** Begin **

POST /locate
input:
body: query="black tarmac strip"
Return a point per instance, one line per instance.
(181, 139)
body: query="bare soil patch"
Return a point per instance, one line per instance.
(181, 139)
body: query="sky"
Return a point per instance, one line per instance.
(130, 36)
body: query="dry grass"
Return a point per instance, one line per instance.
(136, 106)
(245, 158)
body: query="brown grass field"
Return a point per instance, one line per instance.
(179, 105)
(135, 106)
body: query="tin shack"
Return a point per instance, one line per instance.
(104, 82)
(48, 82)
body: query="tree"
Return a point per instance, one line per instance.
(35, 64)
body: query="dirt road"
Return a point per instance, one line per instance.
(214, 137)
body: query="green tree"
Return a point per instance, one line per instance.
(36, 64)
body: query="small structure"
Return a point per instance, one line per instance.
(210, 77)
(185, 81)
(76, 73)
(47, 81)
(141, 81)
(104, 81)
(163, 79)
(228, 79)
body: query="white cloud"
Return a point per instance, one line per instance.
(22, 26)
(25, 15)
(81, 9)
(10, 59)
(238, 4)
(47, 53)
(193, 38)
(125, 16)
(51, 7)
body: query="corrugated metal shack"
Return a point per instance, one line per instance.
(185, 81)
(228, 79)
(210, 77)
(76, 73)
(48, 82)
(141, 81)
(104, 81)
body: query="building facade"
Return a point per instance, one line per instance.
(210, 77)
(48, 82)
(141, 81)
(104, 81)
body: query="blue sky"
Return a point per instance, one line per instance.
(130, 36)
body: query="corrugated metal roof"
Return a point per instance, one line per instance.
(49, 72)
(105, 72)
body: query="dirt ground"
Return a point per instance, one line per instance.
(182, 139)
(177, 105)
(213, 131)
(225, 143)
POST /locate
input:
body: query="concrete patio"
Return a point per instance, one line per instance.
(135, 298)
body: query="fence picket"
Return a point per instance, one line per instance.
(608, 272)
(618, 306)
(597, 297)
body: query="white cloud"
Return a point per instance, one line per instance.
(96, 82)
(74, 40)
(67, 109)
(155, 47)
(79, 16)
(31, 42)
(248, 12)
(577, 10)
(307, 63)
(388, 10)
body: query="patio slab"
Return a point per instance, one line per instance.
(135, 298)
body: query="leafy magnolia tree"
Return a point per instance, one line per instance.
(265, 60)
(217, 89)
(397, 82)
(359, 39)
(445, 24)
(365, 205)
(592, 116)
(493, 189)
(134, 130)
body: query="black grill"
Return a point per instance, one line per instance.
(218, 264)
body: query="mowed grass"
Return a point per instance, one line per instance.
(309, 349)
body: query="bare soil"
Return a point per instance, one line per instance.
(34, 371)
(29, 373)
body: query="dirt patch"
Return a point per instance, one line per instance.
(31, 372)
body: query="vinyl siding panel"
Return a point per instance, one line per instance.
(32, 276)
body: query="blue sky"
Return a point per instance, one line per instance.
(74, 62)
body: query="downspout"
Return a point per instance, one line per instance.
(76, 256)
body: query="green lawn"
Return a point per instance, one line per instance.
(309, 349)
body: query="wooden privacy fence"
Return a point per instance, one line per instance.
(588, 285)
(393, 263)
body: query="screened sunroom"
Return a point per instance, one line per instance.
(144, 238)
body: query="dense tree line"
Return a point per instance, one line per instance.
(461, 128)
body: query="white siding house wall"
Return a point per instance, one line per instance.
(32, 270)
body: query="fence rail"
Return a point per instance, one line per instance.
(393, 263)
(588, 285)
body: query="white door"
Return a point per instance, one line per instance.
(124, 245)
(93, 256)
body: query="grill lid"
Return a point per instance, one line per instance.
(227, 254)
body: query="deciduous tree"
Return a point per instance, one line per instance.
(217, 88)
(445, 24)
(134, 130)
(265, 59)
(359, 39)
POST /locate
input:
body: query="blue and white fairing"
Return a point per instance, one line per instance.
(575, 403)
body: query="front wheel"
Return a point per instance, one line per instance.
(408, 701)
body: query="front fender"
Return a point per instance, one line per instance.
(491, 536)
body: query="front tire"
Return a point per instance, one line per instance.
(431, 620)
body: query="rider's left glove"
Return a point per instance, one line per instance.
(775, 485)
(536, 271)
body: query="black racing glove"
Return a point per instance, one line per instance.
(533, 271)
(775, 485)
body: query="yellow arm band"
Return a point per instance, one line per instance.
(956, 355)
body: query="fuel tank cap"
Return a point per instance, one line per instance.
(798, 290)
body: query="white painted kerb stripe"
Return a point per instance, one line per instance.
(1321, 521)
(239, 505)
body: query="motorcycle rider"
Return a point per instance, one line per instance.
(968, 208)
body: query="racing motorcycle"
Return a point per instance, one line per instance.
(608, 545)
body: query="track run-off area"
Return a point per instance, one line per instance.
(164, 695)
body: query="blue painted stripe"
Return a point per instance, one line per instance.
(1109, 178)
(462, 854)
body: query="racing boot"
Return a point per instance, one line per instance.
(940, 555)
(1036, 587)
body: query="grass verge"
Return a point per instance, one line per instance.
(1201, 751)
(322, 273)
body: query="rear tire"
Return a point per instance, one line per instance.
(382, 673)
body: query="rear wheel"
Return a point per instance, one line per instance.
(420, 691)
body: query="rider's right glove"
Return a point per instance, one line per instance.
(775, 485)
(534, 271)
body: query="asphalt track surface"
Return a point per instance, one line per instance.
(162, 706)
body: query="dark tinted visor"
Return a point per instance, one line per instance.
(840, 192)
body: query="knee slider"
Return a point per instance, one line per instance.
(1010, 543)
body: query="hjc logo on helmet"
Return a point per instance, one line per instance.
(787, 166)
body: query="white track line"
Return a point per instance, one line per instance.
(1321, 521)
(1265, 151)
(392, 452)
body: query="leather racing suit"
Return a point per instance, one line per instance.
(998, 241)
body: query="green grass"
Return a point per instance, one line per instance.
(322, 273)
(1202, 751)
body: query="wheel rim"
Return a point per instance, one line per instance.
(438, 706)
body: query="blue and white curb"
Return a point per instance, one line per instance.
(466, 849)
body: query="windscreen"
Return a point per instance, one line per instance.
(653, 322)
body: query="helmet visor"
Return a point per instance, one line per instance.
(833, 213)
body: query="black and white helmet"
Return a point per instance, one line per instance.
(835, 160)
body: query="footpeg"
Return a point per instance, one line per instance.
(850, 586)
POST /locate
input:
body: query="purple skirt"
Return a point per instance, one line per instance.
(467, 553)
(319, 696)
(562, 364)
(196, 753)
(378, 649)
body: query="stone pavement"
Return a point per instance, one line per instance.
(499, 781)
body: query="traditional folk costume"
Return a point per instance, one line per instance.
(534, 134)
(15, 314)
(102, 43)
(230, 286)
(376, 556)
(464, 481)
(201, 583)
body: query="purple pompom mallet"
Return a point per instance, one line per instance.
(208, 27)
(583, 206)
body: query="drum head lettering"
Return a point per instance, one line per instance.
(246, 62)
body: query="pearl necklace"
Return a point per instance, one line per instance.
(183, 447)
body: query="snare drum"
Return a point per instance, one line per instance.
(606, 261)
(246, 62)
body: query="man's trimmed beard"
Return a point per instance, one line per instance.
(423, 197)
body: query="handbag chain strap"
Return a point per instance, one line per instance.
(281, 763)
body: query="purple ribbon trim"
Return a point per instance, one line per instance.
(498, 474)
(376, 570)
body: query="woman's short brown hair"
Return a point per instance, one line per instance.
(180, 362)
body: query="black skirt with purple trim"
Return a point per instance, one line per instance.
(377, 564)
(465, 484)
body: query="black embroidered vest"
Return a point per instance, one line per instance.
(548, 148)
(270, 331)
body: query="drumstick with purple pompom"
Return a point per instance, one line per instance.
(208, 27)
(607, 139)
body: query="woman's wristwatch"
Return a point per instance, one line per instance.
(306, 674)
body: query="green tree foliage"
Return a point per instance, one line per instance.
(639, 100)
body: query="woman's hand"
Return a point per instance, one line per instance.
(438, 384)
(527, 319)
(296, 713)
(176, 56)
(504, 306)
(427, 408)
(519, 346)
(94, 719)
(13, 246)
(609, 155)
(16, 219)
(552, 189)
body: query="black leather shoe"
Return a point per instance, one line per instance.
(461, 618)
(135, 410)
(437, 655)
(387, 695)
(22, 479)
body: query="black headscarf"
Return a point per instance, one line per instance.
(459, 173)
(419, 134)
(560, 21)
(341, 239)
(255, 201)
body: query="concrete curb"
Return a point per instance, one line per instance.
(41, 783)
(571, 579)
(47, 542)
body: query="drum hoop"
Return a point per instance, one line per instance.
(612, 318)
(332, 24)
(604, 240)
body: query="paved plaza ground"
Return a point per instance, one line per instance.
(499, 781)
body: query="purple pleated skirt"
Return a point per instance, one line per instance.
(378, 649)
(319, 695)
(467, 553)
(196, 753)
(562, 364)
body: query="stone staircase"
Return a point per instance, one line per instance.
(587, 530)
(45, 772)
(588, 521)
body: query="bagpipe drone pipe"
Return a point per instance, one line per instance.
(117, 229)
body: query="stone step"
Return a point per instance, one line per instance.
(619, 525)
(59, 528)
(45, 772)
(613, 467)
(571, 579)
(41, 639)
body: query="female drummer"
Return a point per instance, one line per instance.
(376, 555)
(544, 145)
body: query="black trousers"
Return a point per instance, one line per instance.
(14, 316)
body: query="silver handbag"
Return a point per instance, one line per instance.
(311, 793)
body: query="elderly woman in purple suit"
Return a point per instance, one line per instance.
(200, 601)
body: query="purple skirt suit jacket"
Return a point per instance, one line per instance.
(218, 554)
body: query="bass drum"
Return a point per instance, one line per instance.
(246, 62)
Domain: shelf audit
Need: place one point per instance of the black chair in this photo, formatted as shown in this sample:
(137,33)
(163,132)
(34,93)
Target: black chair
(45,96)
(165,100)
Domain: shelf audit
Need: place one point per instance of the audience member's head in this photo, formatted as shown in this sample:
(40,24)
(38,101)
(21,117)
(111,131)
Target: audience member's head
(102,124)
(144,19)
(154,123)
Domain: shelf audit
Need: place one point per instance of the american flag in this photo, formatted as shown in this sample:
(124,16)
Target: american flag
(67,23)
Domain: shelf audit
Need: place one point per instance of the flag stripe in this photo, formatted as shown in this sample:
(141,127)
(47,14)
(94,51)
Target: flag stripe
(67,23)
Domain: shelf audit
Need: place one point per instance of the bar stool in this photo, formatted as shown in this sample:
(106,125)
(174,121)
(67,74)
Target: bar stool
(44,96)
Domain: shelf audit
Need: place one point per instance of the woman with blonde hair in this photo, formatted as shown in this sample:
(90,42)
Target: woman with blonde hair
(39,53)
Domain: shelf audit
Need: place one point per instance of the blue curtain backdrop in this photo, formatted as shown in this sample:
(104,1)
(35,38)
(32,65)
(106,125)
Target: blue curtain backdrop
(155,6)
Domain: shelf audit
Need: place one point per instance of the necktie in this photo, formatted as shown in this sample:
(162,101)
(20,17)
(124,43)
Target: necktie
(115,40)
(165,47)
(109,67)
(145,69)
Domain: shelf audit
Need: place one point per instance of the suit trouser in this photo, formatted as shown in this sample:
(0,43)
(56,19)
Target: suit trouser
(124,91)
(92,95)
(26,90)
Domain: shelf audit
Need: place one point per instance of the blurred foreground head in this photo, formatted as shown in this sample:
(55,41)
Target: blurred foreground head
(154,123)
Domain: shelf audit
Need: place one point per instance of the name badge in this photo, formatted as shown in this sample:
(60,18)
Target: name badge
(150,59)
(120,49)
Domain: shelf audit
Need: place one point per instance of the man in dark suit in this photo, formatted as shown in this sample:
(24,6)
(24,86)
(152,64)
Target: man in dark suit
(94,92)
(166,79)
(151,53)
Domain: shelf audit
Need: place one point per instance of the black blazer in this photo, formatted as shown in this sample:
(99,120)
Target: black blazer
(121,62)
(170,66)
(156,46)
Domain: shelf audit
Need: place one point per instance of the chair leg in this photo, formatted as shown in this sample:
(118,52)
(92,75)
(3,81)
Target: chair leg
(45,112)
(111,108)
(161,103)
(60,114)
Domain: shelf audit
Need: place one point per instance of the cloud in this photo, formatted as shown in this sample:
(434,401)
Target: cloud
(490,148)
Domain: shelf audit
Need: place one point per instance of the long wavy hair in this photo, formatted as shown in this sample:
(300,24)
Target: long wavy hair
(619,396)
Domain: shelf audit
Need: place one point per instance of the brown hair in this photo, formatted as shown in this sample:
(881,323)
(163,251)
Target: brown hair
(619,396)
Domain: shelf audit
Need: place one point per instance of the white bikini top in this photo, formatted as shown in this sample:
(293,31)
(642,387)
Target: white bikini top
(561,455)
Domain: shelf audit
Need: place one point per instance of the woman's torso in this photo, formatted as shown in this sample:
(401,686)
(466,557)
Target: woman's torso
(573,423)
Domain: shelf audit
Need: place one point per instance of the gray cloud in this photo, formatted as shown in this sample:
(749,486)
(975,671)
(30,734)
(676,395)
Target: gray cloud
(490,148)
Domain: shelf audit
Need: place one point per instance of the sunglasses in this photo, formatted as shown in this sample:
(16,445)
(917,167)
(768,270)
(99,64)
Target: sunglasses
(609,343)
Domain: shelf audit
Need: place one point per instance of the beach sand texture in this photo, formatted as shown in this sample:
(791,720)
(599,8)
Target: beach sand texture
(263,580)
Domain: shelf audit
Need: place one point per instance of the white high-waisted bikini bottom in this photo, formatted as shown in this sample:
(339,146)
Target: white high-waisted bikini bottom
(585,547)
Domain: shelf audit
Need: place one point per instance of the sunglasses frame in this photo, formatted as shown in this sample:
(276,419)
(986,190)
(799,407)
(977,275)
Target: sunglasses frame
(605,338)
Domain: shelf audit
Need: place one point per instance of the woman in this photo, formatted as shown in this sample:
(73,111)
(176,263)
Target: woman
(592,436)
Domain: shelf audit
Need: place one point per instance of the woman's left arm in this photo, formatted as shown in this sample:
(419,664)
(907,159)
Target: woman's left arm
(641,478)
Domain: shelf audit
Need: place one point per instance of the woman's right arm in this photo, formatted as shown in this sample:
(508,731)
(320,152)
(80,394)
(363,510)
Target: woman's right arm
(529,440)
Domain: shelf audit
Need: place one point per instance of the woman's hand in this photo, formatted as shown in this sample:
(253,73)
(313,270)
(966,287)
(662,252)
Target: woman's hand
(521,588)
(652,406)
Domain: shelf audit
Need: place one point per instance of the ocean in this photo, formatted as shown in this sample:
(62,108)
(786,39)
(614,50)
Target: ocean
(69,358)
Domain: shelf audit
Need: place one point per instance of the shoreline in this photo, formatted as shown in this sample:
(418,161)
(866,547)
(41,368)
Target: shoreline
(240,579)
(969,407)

** End **

§ REQUIREMENT: Show every line of the records that contains the string "blue", treating uppercase and lowercase as different.

§ WORKED ANSWER:
body: query="blue sky"
body: query="blue sky"
body: query="blue and white fairing"
body: query="blue painted stripe"
body: query="blue and white curb"
Need: place one point per instance of the blue curtain backdrop in this photo, formatted as shown in this sample:
Target: blue curtain backdrop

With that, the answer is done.